■ Required work: Update all the lines below so that every occurrence of "Practice step" becomes "Training item" and nothing else changes. Omit the pictures from your version.

■ Exercise input:
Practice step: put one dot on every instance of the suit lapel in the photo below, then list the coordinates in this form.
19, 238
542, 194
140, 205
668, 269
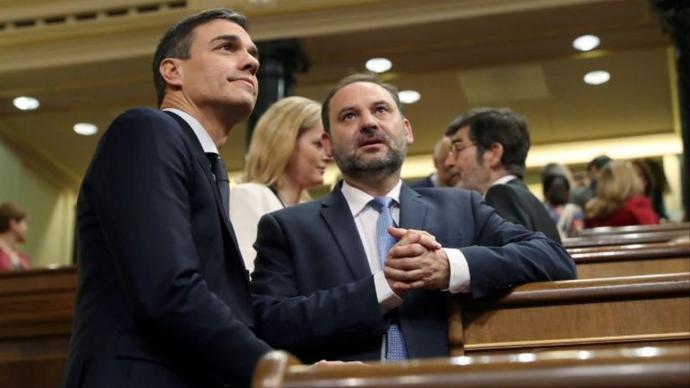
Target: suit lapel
338, 217
205, 165
412, 209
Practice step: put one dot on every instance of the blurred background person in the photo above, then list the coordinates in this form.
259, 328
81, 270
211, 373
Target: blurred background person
287, 156
442, 177
568, 217
619, 199
13, 230
655, 183
581, 195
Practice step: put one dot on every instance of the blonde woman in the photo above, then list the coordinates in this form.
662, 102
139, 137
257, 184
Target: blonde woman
620, 199
286, 157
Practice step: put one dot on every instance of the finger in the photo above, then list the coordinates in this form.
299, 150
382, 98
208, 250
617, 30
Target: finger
409, 250
404, 264
397, 275
397, 233
429, 242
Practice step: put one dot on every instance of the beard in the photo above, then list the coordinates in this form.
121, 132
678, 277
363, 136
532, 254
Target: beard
352, 164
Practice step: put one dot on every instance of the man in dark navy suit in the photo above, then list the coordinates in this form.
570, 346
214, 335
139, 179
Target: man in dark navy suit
488, 151
441, 177
327, 283
163, 298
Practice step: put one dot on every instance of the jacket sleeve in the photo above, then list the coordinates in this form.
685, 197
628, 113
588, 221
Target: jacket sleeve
302, 322
507, 254
143, 175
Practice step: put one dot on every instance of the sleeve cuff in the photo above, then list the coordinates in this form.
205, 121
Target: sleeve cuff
459, 271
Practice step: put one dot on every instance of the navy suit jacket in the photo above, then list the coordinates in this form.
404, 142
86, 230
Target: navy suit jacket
314, 293
163, 297
421, 183
514, 202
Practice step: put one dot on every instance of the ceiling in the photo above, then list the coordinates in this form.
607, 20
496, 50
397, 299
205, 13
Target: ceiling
457, 54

■ Solution to the problem:
Training item: put one dot on every instance of the suit lapel in the photo below, then list the coordinates in this form.
19, 238
542, 194
140, 205
668, 269
Target: suit lapel
338, 217
205, 165
412, 209
Training item: put one dot on every instance of the blurred background person in the photo above, then list the coordinates in this form.
259, 328
81, 270
211, 373
Target: blurred background person
287, 156
442, 177
568, 217
619, 199
13, 230
655, 183
581, 195
Training item: put one dot on every instance of the blonde woman in the photo above, then list the coordinates in this form.
662, 102
139, 137
257, 184
Target: blonde woman
620, 199
286, 157
Training item: put one dot on every instance of the finger in the photo above, then list the coordinates in this form.
299, 150
382, 98
208, 250
617, 30
Target: finger
409, 250
404, 264
397, 275
397, 233
429, 242
Training item: put one dot on every instance of the beard in the photo above, then list the coordinates in this form.
121, 132
678, 277
363, 136
532, 254
Target: beard
352, 164
Training item: put one dot on every instance of the man in dark navy suit in the photo above, then list the coordinates in this form.
570, 346
214, 335
139, 179
Target: man in dark navy suit
488, 151
441, 177
327, 283
163, 298
Training item: put one dot on every instance of the jacket sleeve in the photo above, then list the coordinates in this form.
685, 197
628, 113
588, 221
Target: jacket sleeve
302, 322
507, 254
143, 175
Training item: put one dot on every instance of the sleeve cuff in the photo above, then list the coordinates in this form.
205, 121
Target: sleeve cuff
459, 271
Training item: put one dot on every instance of the navy suit jacket in the photo above, then list the coordinates in this form.
404, 142
86, 230
Target: navy suit jacket
314, 293
163, 297
421, 183
514, 202
Training item: put one dot on every instance of the ceiling in the photo above, then list the coordinates in this form.
607, 20
496, 50
397, 299
205, 13
Target: ceiling
457, 54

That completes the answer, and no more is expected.